**Questions on the material:**
1) From the news report on Humza Yousaf, copy everything from "Yousaf was further" down to "minister in February.".
2) Translate this sentence from the news report on Humza Yousaf into Spanish: "Of course as party leader I will know the financial state and health of the party," he told the PA news agency.

**Source document:**
--*--

HUMZA Yousaf has denied that the arrest of former SNP chief executive Peter Murrell amid a probe into the party’s finances was the “real reason” Nicola Sturgeon resigned as first minister.

The new SNP leader also said asking party lawyers about the police investigation had been one of his first actions after he took power as he was quizzed on his knowledge of the SNP finances.

“Of course as party leader I will know the financial state and health of the party,” he told the PA news agency.

“As I’ve already made it clear, one of the first things I did, as you can imagine, was talking to our party lawyers around about the current live police investigation.

READ MORE: SNP release statement following arrest of Peter Murrell as police pictured at HQ

“Look, I’ve never been an office bearer in the party, I’ve never had any role in the party finances. Therefore there’s an opportunity with new leadership to make sure we are being transparent, we’re being open, that’s what the NEC agreed to in terms of its review, and external input feeding into that I think is important.”

Yousaf was further asked if foreknowledge of her husband’s arrest might have been the “real reason” behind Sturgeon’s shock resignation as first minister in February.

He told the BBC: “No. I believe Nicola Sturgeon absolutely that she had taken the party as further forward as she possibly could. I think anybody who has particularly seen Nicola through the Covid pandemic could really sympathise with just how exhausted she absolutely was.”

--*--

**Data excerpts:**
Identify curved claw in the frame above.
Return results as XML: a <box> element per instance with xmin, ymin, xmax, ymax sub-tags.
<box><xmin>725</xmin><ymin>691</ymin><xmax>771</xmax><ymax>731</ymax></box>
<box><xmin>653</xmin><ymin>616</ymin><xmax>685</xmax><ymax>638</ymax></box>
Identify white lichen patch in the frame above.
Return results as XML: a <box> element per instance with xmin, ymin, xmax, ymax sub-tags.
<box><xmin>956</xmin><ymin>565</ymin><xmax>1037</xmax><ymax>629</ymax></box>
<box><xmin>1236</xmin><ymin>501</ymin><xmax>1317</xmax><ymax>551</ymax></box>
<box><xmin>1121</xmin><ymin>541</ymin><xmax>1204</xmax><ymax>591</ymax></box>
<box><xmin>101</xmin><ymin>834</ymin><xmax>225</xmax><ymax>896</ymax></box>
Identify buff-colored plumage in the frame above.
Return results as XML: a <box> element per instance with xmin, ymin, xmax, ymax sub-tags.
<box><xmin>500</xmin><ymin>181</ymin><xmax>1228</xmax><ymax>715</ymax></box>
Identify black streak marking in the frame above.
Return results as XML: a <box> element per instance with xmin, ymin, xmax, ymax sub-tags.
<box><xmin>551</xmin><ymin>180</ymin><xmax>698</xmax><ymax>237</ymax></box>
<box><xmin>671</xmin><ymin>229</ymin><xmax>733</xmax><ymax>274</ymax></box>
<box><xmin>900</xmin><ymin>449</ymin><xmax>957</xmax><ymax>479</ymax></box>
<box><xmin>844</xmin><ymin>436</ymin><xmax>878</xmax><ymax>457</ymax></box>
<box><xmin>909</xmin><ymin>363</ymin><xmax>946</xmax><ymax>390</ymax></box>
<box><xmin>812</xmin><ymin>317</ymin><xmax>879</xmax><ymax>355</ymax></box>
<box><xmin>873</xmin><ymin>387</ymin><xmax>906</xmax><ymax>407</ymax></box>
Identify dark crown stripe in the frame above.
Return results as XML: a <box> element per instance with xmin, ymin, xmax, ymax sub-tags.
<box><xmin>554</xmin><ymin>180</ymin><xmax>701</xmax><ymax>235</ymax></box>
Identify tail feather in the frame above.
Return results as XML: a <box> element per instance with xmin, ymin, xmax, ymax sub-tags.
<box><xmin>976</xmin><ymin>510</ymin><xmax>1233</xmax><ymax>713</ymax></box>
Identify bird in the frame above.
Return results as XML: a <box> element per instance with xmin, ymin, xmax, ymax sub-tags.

--*--

**Solutions to the exercise:**
1)
Yousaf was further asked if foreknowledge of her husband’s arrest might have been the “real reason” behind Sturgeon’s shock resignation as first minister in February.

2) «Por supuesto, como líder del partido conoceré el estado y la salud financieros del partido», dijo a la agencia de noticias PA.